[DIRECTIVE] Rewrite the lines below, changing every "curled dry leaf" to "withered leaf" and leaving everything else untouched.

——————

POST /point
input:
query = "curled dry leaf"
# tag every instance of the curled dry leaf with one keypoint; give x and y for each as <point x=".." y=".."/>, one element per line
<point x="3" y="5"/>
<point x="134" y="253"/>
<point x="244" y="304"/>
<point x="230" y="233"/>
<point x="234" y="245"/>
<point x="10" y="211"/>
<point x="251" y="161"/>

——————

[SOLVED EXERCISE]
POST /point
input:
query = "withered leaf"
# tag every instance of the withered leaf with one keypoint; give x and y for each as <point x=".." y=".."/>, one element per line
<point x="3" y="5"/>
<point x="134" y="253"/>
<point x="244" y="304"/>
<point x="230" y="233"/>
<point x="234" y="245"/>
<point x="10" y="211"/>
<point x="251" y="161"/>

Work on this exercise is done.